### [Problem to solve]
Collect every line from the rows below that contains the word "orange", copying each one in full.

### [Excerpted records]
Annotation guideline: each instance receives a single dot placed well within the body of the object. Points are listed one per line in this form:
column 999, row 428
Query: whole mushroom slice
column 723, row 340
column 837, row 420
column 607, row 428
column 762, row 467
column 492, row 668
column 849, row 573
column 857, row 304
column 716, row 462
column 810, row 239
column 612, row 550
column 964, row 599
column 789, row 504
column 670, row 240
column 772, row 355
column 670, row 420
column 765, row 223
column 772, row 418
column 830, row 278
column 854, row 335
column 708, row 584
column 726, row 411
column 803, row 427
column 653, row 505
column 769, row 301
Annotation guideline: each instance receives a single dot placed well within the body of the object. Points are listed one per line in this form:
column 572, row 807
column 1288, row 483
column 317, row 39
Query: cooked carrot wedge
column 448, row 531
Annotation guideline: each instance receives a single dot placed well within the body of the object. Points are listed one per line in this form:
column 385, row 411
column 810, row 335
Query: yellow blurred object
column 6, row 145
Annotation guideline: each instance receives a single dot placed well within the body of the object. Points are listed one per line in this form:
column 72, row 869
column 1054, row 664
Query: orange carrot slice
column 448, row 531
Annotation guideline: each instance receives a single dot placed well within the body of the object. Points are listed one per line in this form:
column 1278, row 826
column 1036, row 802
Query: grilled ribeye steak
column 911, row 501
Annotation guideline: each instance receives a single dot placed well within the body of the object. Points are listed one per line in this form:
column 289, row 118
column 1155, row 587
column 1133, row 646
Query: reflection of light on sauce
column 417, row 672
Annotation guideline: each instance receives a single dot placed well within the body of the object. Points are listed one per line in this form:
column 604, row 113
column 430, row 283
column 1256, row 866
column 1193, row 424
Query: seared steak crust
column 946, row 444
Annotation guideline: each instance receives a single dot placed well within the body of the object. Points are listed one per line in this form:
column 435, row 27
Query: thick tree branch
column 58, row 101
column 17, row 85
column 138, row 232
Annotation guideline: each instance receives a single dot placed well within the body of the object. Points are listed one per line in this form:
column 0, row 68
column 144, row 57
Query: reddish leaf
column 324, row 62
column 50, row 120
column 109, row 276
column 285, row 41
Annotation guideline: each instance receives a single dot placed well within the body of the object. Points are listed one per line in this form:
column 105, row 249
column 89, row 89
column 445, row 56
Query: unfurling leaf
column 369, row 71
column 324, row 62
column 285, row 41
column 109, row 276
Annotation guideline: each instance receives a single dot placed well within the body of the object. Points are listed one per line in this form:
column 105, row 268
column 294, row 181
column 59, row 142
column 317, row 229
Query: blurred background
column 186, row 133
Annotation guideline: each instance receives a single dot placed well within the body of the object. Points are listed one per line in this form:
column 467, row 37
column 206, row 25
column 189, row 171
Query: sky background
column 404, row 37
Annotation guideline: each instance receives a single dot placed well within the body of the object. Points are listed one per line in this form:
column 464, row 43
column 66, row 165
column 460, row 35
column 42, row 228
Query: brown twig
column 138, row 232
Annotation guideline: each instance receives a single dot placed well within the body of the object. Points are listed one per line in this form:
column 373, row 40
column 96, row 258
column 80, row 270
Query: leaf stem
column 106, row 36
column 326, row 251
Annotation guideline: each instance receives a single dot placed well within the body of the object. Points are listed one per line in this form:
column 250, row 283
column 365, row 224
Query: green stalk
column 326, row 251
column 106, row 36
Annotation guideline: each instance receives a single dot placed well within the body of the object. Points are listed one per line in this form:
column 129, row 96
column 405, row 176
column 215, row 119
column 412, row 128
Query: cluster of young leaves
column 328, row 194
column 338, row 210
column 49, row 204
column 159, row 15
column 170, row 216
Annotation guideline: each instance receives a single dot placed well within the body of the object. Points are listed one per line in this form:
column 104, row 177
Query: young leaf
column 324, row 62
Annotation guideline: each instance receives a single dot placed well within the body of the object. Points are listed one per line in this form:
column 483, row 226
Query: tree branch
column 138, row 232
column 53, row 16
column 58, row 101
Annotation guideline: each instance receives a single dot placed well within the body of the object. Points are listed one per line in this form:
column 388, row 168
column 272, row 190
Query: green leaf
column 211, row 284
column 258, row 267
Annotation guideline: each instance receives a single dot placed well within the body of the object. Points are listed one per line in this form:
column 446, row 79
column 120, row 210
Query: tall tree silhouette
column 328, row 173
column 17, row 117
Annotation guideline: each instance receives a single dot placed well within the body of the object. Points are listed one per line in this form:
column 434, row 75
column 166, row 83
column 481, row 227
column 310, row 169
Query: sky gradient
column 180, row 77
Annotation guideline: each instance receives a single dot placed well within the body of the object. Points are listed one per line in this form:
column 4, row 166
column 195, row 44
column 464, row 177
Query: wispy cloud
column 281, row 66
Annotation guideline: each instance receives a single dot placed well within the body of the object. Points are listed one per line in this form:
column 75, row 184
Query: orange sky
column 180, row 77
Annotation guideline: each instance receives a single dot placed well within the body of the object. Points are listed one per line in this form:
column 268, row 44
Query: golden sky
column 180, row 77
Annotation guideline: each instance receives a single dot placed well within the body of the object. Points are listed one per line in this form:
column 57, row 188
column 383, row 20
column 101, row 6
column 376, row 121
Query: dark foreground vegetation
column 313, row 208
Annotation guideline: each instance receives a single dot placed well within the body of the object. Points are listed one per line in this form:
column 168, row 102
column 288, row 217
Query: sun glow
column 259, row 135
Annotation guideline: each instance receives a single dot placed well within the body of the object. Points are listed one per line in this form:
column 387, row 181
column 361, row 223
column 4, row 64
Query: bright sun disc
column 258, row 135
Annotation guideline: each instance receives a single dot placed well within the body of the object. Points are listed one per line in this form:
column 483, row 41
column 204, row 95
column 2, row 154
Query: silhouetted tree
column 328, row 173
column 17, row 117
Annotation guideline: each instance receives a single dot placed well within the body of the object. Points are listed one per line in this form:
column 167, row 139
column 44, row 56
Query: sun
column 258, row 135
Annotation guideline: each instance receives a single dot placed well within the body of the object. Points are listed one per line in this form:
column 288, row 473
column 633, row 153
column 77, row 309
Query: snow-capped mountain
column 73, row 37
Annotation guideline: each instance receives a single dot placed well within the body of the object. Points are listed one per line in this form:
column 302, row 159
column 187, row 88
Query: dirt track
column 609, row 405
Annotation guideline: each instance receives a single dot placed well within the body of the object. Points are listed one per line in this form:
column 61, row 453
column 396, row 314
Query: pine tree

### [Correct response]
Query: orange carrot slice
Query: orange sky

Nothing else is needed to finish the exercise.